TRECHO DO TEXTO —
Professor Manfredo do Carmo
(fonte: La Janela/APG IMPA)
Manfredo do Carmo é um dos mais importantes matemáticos brasileiros. Ele obteve seu título de doutor na Universidade da Califórnia, em Berkeley, sob orientação de S. S. Chern, em 1963. Seus livros sobre geometria diferencial, originalmente escritos em português ou inglês, já foram traduzidos para diferentes idiomas, incluindo espanhol, alemão, russo, grego e chinês. Aos 86 anos, ele continua a fazer importantes contribuições para a geometria, confirmando a cada oportunidade as palavras de Blaine Lawson, escritas um quarto de século atrás, no prefácio do livro Differential Geometry – A symposium in honour of Manfredo do Carmo: “(...) sua liderança intelectual e incansável devoção possibilitaram estar no Brasil uma das melhores e mais ativas escolas de geometria diferencial do mundo”.

Do Carmo concedeu a seguinte entrevista a Hilário Alencar, professor da Universidade Federal de Alagoas e membro da Academia Brasileira de Ciências:


Alencar: A União Internacional de Matemática (IMU, na sigla em inglês), fará um de seus congressos, realizados a cada quatro anos, no Brasil. O que o senhor pensa disso?

Do Carmo: Acho que é uma resposta natural ao extraordinário desenvolvimento da matemática no Brasil nas últimas seis décadas. Se nos perguntarmos quando isso começou, chegaremos provavelmente em 1957, ano do primeiro Colóquio Brasileiro de Matemática. Antes disso, tínhamos apenas um punhado de pessoas fazendo pesquisa em matemática no Brasil. Poucos anos mais tarde, em 1962, tínhamos cerca de 14 doutorandos no exterior e, em 1965, os Annals of Mathematics haviam publicado pelo menos quatro artigos de matemáticos brasileiros. Depois de 1957, os colóquios foram realizados a cada dois anos, e tiveram forte influência na maneira como a matemática era vista no Brasil. Cursos foram oferecidos a estudantes de todo o país, que agora podiam aspirar ser matemáticos profissionais. Ao longo dessas seis décadas, melhoramos nossa classificação na IMU, de I em 1957 para IV em 2005. A melhor classificação é V, atribuída a países como França, Alemanha, Estados Unidos, Rússia e poucos outros. Então, como mencionei, o ICM 2018 é uma consequência natural do nosso progresso na pesquisa em matemática.


Hoje temos uma visível comunidade de matemática no Brasil. Como isso aconteceu?

(Linhas de dados)
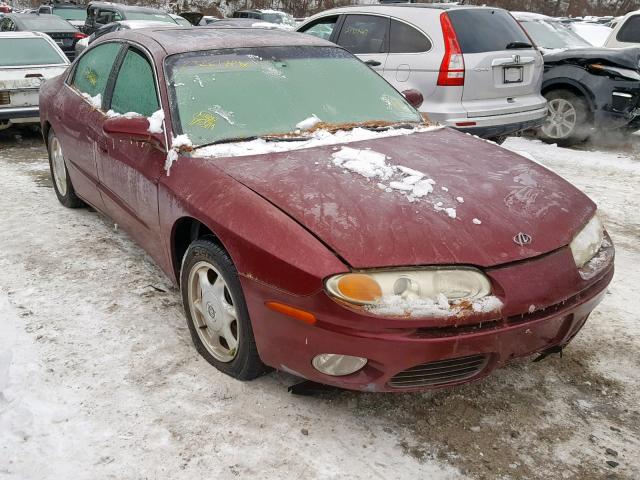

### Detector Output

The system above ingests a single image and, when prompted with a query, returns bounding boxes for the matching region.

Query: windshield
[167,46,422,145]
[520,20,591,48]
[126,11,176,24]
[262,12,296,27]
[53,7,87,20]
[0,36,65,67]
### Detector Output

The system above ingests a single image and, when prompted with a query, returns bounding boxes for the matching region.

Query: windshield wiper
[505,42,533,50]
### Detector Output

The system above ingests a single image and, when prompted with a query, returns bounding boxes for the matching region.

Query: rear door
[384,18,441,98]
[447,8,545,117]
[336,14,389,75]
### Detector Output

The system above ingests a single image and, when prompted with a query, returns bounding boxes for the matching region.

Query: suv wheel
[540,90,591,147]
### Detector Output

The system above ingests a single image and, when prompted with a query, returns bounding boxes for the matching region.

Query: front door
[60,43,121,210]
[96,47,167,259]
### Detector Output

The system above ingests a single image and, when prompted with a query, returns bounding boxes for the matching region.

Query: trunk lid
[213,129,596,268]
[448,8,545,117]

EXERCÍCIO PROPOSTO — Dê seguimento à entrevista com Manfredo do Carmo a partir da última frase apresentada.

RESPOSTA DA TAREFA —
Em 1969, o Impa, com apoio do BNDES (um banco nacional para o desenvolvimento social), inaugurou um programa de doutorado cujos objetivos eram espalhar a pesquisa matemática de qualidade pelo Brasil e estimular a criação de uma literatura matemática avançada no país. Uma vez iniciado, o processo se acelerou rapidamente. Programas de doutorado foram criados e ampliados nas principais universidades brasileiras (São Paulo, Brasília, Recife, Rio de Janeiro etc.). Jovens doutores, formados nesses programas, retornariam a suas universidades originais e fariam pressão por melhores condições de trabalho, notadamente cargos full-time e uma forte associação de ensino e pesquisa universitária.


O que o fez dedicar-se totalmente à matemática?

Uma estadia no Impa, do início de 1959 a meados de 1960, a convite de meu amigo de infância, Elon Lima. Ele havia obtido recentemente um Ph.D em matemática na Universidade de Chicago. Naquela época, Mauricio Peixoto havia publicado seu artigo seminal sobre sistemas dinâmicos. No início de 1960, Steve Smale, convidado por Peixoto, veio visitar o Impa – foi quando ele encontrou a prova da Conjectura de Poincaré para dimensões maiores ou iguais a cinco.

Antes de 1959 eu já havia estudado alguns livros sugeridos por Elon, como Theory of Lie Groups, de Chevalley; Lie Groups and Differential Geometry, de Nomizu; e outros. Era um estudo solitário, bem lento, e cheio de problemas sem solução. Nas conversas com Elon, as perguntas desapareciam, e eu começava a me sentir mais confiante em meus estudos.

Peixoto e Lima frequentemente se reuniam para discutir questões em que estavam interessados. Quando eu estava presente nessas ocasiões, apenas ficava quieto, testemunhando encantado a criação de uma nova matemática. Este foi um ponto crucial na minha experiência, e decidi que, se possível, eu gostaria de ser um matemático. Nunca me arrependi dessa decisão.